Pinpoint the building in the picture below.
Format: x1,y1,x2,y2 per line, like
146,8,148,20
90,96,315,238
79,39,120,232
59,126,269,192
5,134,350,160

* * * * *

Brief: Could you give every line of the entries above as a JSON list of strings, one string per line, with any blank lines left out?

Full output:
[
  "Pinpoint the building in the picture below.",
  "Format: x1,y1,x2,y2 per line, like",
  "146,8,148,20",
  "90,96,315,238",
  "79,39,120,232",
  "59,126,269,192",
  "5,134,350,160"
]